> _WHAT TO DO_: All the lines below should appear again unchanged, though their pictures should not.

── RECORDS SUPPLIED

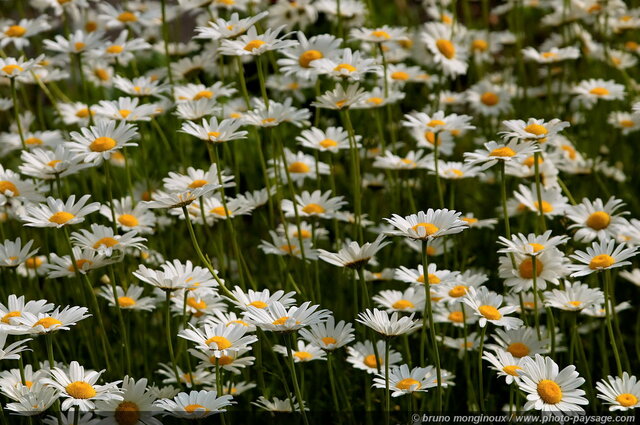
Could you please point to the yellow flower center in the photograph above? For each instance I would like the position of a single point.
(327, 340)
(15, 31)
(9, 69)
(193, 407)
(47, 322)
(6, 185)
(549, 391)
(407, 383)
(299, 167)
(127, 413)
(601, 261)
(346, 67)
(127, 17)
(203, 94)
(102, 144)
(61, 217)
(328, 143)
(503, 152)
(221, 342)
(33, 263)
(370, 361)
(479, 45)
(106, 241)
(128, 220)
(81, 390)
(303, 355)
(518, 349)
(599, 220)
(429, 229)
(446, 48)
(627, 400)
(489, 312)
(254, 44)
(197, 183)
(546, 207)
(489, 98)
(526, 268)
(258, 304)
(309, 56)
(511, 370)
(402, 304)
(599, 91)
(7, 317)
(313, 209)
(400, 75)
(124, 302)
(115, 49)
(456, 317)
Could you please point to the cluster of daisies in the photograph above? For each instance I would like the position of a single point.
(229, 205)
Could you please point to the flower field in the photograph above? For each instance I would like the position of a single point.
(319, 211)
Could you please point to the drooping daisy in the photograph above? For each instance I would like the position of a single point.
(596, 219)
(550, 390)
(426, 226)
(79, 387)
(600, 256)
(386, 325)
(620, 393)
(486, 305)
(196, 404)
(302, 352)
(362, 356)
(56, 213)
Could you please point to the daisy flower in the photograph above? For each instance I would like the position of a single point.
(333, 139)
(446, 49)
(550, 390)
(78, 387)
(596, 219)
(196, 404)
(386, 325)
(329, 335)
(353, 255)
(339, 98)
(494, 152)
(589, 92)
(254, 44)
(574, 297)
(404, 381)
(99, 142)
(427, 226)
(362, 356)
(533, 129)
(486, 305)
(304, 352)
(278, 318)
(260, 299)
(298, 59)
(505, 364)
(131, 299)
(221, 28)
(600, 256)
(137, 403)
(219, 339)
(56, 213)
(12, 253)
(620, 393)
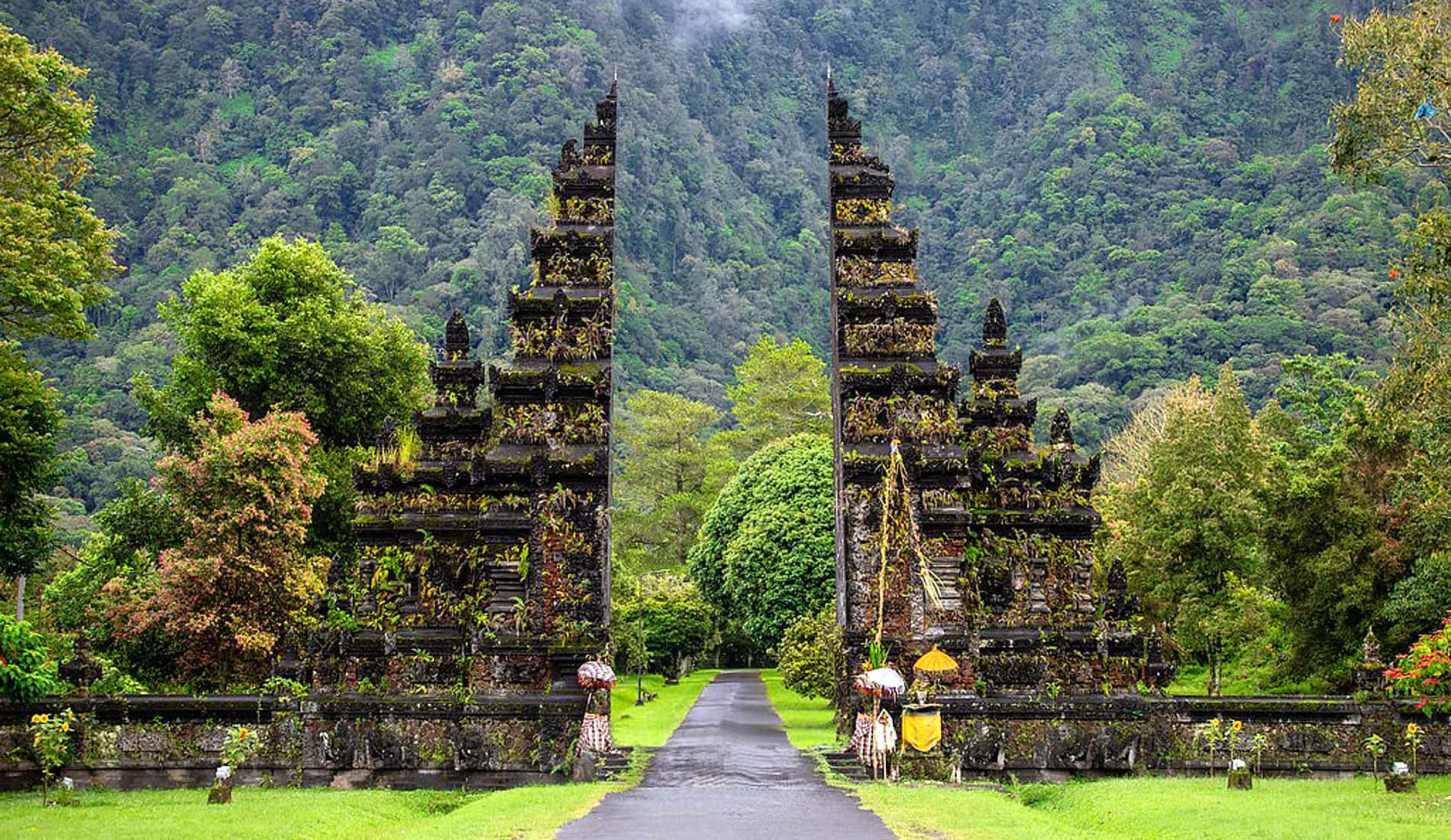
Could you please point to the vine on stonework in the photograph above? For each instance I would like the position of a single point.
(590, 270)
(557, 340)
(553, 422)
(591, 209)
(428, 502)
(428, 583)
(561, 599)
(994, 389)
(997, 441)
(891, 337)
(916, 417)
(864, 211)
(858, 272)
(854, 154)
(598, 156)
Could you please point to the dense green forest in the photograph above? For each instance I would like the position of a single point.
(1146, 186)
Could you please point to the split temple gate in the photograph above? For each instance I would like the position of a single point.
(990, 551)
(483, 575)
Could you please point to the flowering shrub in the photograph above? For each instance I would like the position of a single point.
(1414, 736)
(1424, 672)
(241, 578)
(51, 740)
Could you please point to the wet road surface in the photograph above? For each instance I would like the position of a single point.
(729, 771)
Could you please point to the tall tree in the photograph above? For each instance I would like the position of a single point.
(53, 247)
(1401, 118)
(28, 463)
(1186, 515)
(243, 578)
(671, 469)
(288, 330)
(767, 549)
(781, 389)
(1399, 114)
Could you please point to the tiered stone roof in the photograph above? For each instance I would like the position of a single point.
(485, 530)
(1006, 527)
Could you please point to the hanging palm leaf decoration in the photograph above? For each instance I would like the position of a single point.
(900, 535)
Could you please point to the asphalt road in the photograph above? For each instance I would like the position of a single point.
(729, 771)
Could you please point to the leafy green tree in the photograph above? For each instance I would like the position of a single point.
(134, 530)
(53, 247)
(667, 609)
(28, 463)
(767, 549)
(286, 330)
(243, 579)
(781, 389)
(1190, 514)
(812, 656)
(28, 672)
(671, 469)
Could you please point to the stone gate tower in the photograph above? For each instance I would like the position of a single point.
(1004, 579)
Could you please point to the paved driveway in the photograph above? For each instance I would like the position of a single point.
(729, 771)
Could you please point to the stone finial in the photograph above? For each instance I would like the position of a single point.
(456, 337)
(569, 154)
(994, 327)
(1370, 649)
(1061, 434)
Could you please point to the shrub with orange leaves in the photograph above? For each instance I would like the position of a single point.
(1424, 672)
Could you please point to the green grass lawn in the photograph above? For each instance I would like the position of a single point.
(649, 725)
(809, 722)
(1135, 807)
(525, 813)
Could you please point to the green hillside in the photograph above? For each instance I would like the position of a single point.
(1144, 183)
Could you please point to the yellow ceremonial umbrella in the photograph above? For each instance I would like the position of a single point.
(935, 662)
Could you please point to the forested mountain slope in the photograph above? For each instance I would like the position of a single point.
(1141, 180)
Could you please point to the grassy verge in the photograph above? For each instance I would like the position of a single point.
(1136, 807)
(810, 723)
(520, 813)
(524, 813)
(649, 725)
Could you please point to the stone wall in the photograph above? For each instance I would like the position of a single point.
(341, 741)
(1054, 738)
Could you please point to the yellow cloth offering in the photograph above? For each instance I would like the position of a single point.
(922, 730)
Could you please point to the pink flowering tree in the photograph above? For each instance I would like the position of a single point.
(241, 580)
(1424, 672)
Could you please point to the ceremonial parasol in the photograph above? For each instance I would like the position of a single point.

────

> _OUTPUT BELOW_:
Could you please point to the yellow flower center in the photograph above? For each instance I would like the position of a single point.
(327, 340)
(15, 31)
(9, 69)
(193, 407)
(47, 322)
(6, 185)
(549, 391)
(407, 383)
(299, 167)
(127, 413)
(601, 261)
(346, 67)
(127, 17)
(203, 94)
(102, 144)
(61, 217)
(328, 143)
(503, 152)
(221, 342)
(33, 263)
(370, 361)
(479, 45)
(106, 241)
(128, 220)
(81, 390)
(303, 355)
(518, 349)
(599, 220)
(429, 229)
(446, 48)
(627, 400)
(489, 312)
(254, 44)
(197, 183)
(546, 207)
(489, 98)
(526, 268)
(258, 304)
(309, 56)
(511, 370)
(402, 304)
(599, 91)
(7, 317)
(313, 209)
(400, 75)
(124, 302)
(115, 49)
(456, 317)
Could you please point to the cluster of daisies in the photograph above? For each instance I would like the position of a single point.
(229, 205)
Could you please point to the flower field in the photograph above? For each instance I would like the position of a single point.
(319, 211)
Could you please point to the drooping daisy in the photograph above? For each instance I would like the position of a single point.
(596, 219)
(550, 390)
(426, 226)
(79, 387)
(600, 256)
(386, 325)
(620, 393)
(486, 305)
(196, 404)
(302, 352)
(362, 356)
(56, 213)
Could you please point to the daisy flower in the photograph above? For each instance I would like the position of a single point.
(333, 139)
(446, 49)
(550, 390)
(78, 387)
(596, 219)
(196, 404)
(386, 325)
(329, 335)
(353, 255)
(339, 98)
(494, 152)
(589, 92)
(254, 44)
(574, 297)
(404, 381)
(99, 142)
(427, 226)
(362, 356)
(533, 129)
(486, 305)
(304, 352)
(278, 318)
(260, 299)
(298, 59)
(505, 364)
(131, 299)
(221, 28)
(600, 256)
(137, 403)
(219, 339)
(56, 213)
(12, 253)
(620, 393)
Could you please point to the vine on stonework in the photograph above? For each instance I would like the position of a single point.
(590, 270)
(557, 340)
(553, 422)
(591, 209)
(428, 502)
(428, 583)
(561, 599)
(994, 389)
(997, 441)
(891, 337)
(916, 417)
(864, 211)
(858, 272)
(854, 154)
(598, 156)
Could you please point to the dense green forest in the photograph above? For each instance I would like the position of a single point.
(1146, 186)
Could you please point to the split temple gate in the photograph above? For each instance I would like the position of a single point.
(990, 551)
(483, 575)
Could you please point to the flowering shrub in the photograph above? For each instance I would like the position of a single point.
(1414, 736)
(1424, 672)
(241, 578)
(51, 740)
Could you please point to the wet road surface in the photograph above? For each instance I would like the position of a single point.
(729, 771)
Could you please point to the tall tree in the photograph above? For each instance I would like the position of a single point.
(53, 247)
(1401, 118)
(28, 463)
(1186, 515)
(243, 578)
(671, 469)
(288, 330)
(767, 549)
(781, 389)
(1399, 114)
Could you please point to the tiered stone roof in the photograph above? For each instance I would like the position of a single point.
(485, 530)
(1006, 527)
Could you please point to the hanging palm leaf decoration in the photograph above? For each instance I would like the position of a single point.
(900, 535)
Could you please point to the asphalt road in the photograph above? For each instance I would like the position of a single point.
(729, 771)
Could you please point to the leafy green tree in the photograph above? For each instance I would like the position of a single point.
(134, 530)
(53, 247)
(667, 609)
(28, 463)
(767, 549)
(286, 330)
(243, 579)
(781, 389)
(1190, 514)
(812, 656)
(28, 672)
(671, 469)
Could you please point to the stone gate tower in the photograph above? For each instance I would like the position of a single point.
(1004, 579)
Could you please point to the paved driveway in the photograph above? For each instance I would like the position of a single point.
(729, 771)
Could you please point to the stone finial in the photograph above? For each instance I would like the position of a single point.
(456, 337)
(569, 154)
(994, 327)
(1370, 649)
(1061, 434)
Could you please point to the shrub with orange leaves in the photograph above? For each instance I would like the position of a single point.
(1424, 672)
Could you please point to the green grass lawn in the photograph above? For each instance I would like the position of a single point.
(649, 725)
(809, 722)
(1135, 807)
(525, 813)
Could you please point to the green hillside in the photograph above? For each instance I would like the position of a single point.
(1144, 183)
Could you please point to the yellow ceremonial umbrella in the photograph above? For each instance I would like the position of a single point.
(935, 662)
Could you please point to the forested mountain slope in the photograph above? For each instance I would like the position of a single point.
(1141, 180)
Could you please point to the grassy verge in the photograph above? For each instance I would like the position of a single point.
(1136, 807)
(810, 723)
(520, 813)
(524, 813)
(649, 725)
Could you please point to the stone wall in the photograph above? For each instance I would like the position of a single point.
(341, 741)
(1054, 738)
Could you please point to the yellow cloth offering in the photograph above? For each instance I would like the position of a single point.
(922, 730)
Could you please point to the pink flowering tree in the photograph above? For each instance I would like the position of a single point.
(241, 580)
(1424, 672)
Could you please point to the ceremonial parasol in the photograph above? For each instance I would like the position of a single point.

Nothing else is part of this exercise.